▸ Written instruction
Write out all of the lines below, exactly and completely.

:: Data provided

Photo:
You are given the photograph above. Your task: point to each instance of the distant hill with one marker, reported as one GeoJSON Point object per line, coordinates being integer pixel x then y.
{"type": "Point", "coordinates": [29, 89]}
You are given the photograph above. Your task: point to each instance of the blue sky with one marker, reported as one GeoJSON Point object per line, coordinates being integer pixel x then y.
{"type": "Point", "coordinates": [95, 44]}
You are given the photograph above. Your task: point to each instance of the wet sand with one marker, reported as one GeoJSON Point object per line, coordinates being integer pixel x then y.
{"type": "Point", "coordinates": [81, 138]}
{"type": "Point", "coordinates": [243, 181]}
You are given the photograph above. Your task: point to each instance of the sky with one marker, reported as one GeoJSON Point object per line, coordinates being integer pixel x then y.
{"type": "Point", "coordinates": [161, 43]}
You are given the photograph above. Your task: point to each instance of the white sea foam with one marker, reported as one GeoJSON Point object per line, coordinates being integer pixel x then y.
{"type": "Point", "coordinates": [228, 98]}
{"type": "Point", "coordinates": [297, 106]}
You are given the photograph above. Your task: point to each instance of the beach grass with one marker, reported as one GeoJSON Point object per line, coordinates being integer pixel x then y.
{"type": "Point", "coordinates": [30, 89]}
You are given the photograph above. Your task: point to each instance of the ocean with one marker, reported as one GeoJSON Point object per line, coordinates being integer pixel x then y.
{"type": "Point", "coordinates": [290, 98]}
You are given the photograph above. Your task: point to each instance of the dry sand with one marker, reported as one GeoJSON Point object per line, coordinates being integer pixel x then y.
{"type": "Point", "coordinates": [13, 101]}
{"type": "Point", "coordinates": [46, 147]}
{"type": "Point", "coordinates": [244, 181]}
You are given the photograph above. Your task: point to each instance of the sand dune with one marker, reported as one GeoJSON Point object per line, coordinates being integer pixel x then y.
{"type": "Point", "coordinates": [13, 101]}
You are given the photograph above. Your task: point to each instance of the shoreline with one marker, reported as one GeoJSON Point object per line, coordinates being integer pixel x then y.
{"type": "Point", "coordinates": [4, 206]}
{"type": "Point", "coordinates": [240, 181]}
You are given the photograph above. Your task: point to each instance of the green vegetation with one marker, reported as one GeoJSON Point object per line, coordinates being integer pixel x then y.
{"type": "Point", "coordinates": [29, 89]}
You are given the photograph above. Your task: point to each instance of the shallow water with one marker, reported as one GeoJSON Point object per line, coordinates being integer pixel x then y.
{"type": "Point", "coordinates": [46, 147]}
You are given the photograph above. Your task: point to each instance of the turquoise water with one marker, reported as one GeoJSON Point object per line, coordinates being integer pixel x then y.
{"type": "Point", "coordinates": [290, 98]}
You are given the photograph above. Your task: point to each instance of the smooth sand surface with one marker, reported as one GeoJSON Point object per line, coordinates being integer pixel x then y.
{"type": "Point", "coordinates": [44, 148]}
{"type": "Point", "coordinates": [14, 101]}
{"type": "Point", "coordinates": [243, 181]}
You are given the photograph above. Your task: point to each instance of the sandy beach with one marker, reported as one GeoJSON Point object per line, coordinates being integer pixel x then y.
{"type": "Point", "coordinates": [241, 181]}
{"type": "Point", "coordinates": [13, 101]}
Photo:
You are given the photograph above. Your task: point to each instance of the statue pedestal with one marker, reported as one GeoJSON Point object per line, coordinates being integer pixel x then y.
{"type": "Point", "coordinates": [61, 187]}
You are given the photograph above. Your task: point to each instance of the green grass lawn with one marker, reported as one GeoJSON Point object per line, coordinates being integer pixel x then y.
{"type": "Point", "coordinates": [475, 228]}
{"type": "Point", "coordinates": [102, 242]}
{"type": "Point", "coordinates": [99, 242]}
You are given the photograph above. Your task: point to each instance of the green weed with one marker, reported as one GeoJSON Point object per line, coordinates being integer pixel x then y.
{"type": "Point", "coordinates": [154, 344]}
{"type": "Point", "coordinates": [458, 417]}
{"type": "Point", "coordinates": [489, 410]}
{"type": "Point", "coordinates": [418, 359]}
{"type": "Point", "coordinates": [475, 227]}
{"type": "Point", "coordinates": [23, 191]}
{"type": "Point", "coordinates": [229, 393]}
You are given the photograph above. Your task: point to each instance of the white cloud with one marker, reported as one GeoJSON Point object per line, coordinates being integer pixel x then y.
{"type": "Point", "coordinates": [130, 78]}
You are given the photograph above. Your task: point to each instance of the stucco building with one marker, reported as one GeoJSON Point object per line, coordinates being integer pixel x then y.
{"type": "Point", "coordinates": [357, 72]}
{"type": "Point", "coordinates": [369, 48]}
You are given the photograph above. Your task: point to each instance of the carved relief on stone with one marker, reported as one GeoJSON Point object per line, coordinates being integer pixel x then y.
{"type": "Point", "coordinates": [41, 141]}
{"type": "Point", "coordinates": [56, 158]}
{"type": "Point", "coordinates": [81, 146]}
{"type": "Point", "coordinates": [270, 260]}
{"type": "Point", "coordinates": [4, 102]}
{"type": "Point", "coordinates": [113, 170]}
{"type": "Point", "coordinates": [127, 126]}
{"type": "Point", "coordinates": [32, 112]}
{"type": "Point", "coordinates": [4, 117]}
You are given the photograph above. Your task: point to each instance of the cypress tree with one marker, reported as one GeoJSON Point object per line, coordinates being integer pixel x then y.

::::

▸ Output
Photo:
You are given the photograph above. Your task: point to each instance of the distant hill with one marker, reported as one GeoJSON Point object per line, coordinates being integer pixel x then y.
{"type": "Point", "coordinates": [29, 89]}
You are given the photograph above. Your task: point to each instance of the blue sky with one marker, reported as one GeoJSON Point object per line, coordinates being integer pixel x then y.
{"type": "Point", "coordinates": [95, 44]}
You are given the photograph above. Your task: point to each instance of the wet sand with one marker, reported as one GeoJSON Point object per line, coordinates being integer pixel x then y.
{"type": "Point", "coordinates": [81, 138]}
{"type": "Point", "coordinates": [243, 181]}
You are given the photograph above. Your task: point to each instance of the sky with one marker, reported as one GeoJSON Point object per line, coordinates being integer pixel x then y.
{"type": "Point", "coordinates": [161, 43]}
You are given the photograph above. Your task: point to each instance of the white sea foam with one marker, reported as one GeoJSON Point object per line, coordinates being integer pixel x then y.
{"type": "Point", "coordinates": [228, 98]}
{"type": "Point", "coordinates": [297, 106]}
You are given the photograph above. Your task: point to each instance of the beach grass with one marker, reported as one GeoJSON Point object per line, coordinates being integer pixel x then y.
{"type": "Point", "coordinates": [30, 89]}
You are given the photograph above. Your task: point to each instance of the ocean with one marker, reported as one GeoJSON Point object per line, coordinates being integer pixel x then y.
{"type": "Point", "coordinates": [290, 98]}
You are given the photograph above. Your task: point to each instance of the dry sand with one marker, reported as one GeoJSON Point object per line, coordinates being integer pixel x then y.
{"type": "Point", "coordinates": [13, 101]}
{"type": "Point", "coordinates": [46, 147]}
{"type": "Point", "coordinates": [244, 181]}
You are given the photograph above. Your task: point to each instance of the sand dune with one marker, reported as one GeoJSON Point object per line, coordinates being integer pixel x then y.
{"type": "Point", "coordinates": [13, 101]}
You are given the photograph above. Your task: point to each instance of the shoreline with one marker, reported as one GeoJSON Point object per line, coordinates being integer pixel x then y.
{"type": "Point", "coordinates": [4, 206]}
{"type": "Point", "coordinates": [240, 181]}
You are given the photograph above. Your task: point to each instance of the green vegetation with one marker, reported as one GeoJSON Point object per line, coordinates being integer pixel x then y.
{"type": "Point", "coordinates": [29, 89]}
You are given the photograph above. Your task: point to each instance of the shallow water with one marker, reported as one GeoJSON Point object per line, coordinates being integer pixel x then y.
{"type": "Point", "coordinates": [46, 147]}
You are given the photograph above. Your task: point to each instance of the turquoise water with one marker, reported as one GeoJSON Point object per line, coordinates being integer pixel x then y.
{"type": "Point", "coordinates": [290, 98]}
You are given the photograph above. Your task: point to each instance of the smooth sand surface with one marker, reported as one GeoJSON Point object per line, coordinates being integer pixel x then y.
{"type": "Point", "coordinates": [44, 148]}
{"type": "Point", "coordinates": [14, 101]}
{"type": "Point", "coordinates": [243, 181]}
You are given the photograph above. Your task: point to each instance of the sandy beach with one marker, reported as one GeoJSON Point object per line, coordinates being integer pixel x then y.
{"type": "Point", "coordinates": [241, 181]}
{"type": "Point", "coordinates": [13, 101]}
Photo:
You are given the photograph above. Your task: point to each instance of the statue pedestal with one marker, reported as one GeoJSON Point object per line, coordinates being integer pixel x then y.
{"type": "Point", "coordinates": [61, 187]}
You are given the photograph above. Your task: point to each instance of the green grass lawn with one marker, reported as one GeoJSON Point object per line, coordinates being integer pixel x then y.
{"type": "Point", "coordinates": [475, 228]}
{"type": "Point", "coordinates": [102, 242]}
{"type": "Point", "coordinates": [99, 242]}
You are given the photograph above. Your task: point to each instance of the green weed with one marker, reported as one GeoJSON Point object per line, coordinates being integer pixel x then y.
{"type": "Point", "coordinates": [154, 344]}
{"type": "Point", "coordinates": [458, 417]}
{"type": "Point", "coordinates": [489, 410]}
{"type": "Point", "coordinates": [418, 359]}
{"type": "Point", "coordinates": [475, 227]}
{"type": "Point", "coordinates": [23, 191]}
{"type": "Point", "coordinates": [229, 393]}
You are given the photograph above. Your task: point to each instance of the white cloud with one marker, reported as one GeoJSON Point object per line, coordinates being integer pixel x then y.
{"type": "Point", "coordinates": [130, 78]}
You are given the photograph above. Your task: point to each instance of the stucco building with one marker, reported as one GeoJSON Point object per line, coordinates being integer pixel x then y.
{"type": "Point", "coordinates": [357, 72]}
{"type": "Point", "coordinates": [369, 48]}
You are given the photograph above. Your task: point to each instance of the carved relief on stone with one marker, reported as one GeoJSON Point object per line, coordinates being integer pixel x then y.
{"type": "Point", "coordinates": [41, 141]}
{"type": "Point", "coordinates": [56, 158]}
{"type": "Point", "coordinates": [81, 146]}
{"type": "Point", "coordinates": [270, 260]}
{"type": "Point", "coordinates": [4, 102]}
{"type": "Point", "coordinates": [113, 170]}
{"type": "Point", "coordinates": [127, 126]}
{"type": "Point", "coordinates": [32, 112]}
{"type": "Point", "coordinates": [4, 117]}
You are given the photograph above. Your task: point to each instance of the cypress tree with one marker, reported as one GeoJSON Point object per line, coordinates being integer pixel x then y.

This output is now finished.